> [Records for processing]:
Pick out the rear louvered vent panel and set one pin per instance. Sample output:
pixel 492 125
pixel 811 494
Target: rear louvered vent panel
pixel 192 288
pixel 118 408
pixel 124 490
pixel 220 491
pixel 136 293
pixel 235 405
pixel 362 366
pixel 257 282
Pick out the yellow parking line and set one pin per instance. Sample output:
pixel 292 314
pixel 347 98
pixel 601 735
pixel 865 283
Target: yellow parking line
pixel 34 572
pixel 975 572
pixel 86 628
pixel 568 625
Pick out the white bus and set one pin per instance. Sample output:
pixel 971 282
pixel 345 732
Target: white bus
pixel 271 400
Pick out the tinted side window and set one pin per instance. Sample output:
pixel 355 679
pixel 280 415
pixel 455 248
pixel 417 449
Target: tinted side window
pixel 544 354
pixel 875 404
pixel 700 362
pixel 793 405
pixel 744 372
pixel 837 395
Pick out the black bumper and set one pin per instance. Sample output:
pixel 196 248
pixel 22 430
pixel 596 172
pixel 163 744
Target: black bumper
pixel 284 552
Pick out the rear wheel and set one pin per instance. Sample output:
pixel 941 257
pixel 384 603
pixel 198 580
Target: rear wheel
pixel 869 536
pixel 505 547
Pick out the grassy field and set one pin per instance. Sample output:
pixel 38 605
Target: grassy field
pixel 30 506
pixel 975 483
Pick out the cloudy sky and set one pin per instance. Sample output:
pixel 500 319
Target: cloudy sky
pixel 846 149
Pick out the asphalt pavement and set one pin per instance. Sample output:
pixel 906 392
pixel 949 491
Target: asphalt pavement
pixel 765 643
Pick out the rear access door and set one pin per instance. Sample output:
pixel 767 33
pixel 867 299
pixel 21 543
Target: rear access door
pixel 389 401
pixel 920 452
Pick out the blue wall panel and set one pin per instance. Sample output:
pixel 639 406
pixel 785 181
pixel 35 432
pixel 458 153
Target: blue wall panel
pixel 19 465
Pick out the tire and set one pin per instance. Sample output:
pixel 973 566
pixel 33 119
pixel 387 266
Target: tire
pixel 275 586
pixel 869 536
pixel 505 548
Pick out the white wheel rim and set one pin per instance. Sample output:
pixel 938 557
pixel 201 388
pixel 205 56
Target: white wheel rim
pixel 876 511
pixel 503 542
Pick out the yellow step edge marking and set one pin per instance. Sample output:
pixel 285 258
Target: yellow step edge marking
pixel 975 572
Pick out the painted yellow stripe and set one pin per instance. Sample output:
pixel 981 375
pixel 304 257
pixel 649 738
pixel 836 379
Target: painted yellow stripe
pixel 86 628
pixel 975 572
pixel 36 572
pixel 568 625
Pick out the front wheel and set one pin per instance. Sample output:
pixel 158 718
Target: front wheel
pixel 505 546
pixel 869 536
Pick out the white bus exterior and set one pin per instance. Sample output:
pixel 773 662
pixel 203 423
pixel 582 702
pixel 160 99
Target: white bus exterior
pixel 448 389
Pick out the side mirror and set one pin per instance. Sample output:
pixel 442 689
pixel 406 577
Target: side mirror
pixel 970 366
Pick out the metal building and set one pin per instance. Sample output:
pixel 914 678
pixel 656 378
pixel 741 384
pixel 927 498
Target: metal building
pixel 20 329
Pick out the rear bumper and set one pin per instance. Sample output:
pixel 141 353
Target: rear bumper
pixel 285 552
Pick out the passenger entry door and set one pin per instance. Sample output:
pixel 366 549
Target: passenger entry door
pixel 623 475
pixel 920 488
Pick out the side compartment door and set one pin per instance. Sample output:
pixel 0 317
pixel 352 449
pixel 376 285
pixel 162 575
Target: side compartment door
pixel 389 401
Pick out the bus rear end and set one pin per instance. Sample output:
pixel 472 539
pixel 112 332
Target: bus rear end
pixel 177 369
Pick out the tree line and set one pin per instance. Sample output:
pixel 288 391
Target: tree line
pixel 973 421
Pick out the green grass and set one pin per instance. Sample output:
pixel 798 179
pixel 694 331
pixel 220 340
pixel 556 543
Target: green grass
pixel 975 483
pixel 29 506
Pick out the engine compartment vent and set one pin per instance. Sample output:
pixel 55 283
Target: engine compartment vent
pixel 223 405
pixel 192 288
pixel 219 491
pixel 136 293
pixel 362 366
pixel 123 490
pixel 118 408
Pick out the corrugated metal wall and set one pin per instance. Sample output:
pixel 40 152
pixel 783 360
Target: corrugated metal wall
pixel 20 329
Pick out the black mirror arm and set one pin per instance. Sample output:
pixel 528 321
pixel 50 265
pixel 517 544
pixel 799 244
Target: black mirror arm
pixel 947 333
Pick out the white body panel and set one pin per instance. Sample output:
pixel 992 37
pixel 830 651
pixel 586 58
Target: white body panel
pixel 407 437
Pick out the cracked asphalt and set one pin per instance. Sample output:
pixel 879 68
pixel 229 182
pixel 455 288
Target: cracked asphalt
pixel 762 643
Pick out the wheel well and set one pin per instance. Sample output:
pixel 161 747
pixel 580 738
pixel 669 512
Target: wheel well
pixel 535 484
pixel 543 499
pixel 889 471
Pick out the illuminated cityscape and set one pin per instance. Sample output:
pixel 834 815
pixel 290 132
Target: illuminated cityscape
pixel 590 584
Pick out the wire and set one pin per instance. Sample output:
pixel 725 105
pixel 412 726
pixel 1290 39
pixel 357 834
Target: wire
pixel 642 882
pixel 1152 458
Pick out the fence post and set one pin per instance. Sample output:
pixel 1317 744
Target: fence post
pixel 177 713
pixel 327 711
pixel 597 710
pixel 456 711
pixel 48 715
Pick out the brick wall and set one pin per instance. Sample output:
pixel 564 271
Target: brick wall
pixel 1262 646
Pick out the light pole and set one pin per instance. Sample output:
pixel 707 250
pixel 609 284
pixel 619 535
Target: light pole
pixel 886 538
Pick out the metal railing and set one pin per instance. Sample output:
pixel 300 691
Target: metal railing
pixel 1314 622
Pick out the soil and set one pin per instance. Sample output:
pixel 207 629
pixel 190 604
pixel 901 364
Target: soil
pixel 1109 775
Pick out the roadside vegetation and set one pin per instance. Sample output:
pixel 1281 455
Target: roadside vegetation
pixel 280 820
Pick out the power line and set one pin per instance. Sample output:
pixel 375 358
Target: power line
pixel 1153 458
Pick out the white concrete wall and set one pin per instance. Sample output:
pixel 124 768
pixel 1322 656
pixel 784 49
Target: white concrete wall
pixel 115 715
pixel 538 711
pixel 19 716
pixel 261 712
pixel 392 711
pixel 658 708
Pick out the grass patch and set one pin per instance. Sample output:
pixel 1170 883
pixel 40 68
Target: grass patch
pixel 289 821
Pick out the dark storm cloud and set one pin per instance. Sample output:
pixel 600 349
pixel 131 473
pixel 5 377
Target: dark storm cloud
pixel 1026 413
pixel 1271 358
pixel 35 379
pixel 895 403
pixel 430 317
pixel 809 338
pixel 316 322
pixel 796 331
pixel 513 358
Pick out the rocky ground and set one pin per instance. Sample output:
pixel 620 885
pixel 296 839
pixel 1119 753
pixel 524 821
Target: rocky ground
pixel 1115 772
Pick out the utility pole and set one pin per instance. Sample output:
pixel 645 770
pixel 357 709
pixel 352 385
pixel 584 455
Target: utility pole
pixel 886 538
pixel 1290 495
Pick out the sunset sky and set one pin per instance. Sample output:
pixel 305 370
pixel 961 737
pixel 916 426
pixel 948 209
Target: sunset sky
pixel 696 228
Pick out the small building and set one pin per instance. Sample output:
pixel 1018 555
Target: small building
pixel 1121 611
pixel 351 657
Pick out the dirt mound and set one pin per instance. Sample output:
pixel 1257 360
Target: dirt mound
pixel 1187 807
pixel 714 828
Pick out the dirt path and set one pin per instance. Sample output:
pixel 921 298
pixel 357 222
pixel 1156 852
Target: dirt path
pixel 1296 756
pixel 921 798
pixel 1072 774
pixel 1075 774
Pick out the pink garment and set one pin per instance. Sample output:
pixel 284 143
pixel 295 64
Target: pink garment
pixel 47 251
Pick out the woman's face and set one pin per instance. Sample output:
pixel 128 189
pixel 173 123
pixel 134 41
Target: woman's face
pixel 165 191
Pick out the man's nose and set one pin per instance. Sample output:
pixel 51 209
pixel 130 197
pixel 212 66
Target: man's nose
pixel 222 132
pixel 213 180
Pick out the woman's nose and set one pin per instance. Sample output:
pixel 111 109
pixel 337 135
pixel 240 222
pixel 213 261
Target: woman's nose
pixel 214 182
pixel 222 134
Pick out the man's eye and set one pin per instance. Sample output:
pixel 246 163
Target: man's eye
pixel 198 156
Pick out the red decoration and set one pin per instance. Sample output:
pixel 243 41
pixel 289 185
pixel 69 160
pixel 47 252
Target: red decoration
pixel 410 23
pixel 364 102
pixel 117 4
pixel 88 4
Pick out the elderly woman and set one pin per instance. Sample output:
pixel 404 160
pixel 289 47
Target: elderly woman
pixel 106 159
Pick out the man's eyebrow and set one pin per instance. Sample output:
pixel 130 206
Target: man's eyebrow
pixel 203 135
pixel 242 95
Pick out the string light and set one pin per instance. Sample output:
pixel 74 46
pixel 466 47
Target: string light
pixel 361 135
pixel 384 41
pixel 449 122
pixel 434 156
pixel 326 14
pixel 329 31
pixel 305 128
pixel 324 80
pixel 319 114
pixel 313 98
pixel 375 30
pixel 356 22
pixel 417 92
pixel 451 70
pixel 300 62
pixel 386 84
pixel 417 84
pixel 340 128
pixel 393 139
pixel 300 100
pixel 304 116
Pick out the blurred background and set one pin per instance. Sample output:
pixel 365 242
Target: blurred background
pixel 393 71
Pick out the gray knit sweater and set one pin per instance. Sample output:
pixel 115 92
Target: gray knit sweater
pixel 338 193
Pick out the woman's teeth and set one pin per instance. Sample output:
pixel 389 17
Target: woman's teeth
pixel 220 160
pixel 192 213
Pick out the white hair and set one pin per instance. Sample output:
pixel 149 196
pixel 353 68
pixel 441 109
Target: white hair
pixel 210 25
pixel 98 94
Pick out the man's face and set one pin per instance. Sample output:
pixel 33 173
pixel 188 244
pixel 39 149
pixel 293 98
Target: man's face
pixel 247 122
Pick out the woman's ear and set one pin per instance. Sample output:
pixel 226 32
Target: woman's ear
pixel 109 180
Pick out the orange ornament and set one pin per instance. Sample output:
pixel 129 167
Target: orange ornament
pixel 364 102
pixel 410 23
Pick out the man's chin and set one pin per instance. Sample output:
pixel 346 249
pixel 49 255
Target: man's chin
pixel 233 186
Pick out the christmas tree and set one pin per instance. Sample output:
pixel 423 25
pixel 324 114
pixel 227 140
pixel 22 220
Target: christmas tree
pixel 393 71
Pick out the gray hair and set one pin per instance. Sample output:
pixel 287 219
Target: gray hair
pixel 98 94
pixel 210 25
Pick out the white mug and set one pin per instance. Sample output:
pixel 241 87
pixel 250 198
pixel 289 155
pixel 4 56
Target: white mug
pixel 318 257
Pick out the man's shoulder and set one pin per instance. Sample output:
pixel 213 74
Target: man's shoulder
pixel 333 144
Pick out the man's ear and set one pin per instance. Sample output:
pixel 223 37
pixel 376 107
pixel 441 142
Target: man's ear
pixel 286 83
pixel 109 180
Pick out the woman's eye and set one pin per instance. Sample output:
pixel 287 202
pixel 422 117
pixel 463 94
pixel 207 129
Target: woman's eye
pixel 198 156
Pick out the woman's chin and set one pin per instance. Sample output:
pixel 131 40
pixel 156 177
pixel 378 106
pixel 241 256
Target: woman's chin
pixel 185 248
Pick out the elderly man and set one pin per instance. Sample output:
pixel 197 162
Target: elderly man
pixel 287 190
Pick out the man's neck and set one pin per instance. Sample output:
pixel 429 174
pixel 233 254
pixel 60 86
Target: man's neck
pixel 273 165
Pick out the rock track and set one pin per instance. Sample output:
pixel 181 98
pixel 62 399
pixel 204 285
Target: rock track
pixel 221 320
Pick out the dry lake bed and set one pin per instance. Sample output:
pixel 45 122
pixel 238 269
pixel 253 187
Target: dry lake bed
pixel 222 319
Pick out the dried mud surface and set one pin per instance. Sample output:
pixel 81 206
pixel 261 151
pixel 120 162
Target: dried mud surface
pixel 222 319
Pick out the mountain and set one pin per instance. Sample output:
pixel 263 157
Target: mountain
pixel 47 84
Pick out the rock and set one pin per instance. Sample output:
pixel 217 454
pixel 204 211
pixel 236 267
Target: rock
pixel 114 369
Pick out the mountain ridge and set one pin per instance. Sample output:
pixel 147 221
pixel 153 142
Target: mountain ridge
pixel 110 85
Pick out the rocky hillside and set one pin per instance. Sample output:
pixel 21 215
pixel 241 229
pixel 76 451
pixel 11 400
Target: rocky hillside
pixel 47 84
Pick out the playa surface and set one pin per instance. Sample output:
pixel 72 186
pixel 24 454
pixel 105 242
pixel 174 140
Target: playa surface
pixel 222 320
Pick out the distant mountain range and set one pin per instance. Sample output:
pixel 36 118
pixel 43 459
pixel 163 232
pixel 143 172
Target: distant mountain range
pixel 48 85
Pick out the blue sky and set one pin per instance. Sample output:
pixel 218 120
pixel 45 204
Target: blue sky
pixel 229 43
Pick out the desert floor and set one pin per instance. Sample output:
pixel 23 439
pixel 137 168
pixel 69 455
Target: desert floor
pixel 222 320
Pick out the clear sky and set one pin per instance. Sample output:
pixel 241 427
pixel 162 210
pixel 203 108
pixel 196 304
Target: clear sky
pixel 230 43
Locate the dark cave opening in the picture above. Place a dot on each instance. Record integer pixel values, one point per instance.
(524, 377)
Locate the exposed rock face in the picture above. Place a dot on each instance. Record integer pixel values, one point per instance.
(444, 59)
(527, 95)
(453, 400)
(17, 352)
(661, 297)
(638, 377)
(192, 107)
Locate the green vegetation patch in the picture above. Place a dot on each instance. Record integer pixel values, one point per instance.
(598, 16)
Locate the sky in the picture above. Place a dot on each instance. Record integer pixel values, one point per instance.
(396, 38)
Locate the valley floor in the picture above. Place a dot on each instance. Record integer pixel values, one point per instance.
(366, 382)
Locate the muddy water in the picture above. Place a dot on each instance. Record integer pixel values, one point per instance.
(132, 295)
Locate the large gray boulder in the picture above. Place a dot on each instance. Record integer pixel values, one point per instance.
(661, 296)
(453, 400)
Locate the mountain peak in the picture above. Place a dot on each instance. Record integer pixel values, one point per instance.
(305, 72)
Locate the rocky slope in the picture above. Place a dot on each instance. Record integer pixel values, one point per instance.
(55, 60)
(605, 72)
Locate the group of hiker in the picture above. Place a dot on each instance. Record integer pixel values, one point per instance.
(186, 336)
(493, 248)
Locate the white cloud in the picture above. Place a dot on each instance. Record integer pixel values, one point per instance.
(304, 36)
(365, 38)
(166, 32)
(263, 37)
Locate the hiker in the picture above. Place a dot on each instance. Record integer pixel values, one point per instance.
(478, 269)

> [Exercise]: Begin at the line that contains "Locate the hiker" and stop after the last line of the items. Copy every line in that range again, and shift each answer coordinate by adding 142 to both of its numbers.

> [Problem solution]:
Locate the hiker in the picture above. Place a dot on each instance. Record integer pixel values, one point per instance.
(620, 411)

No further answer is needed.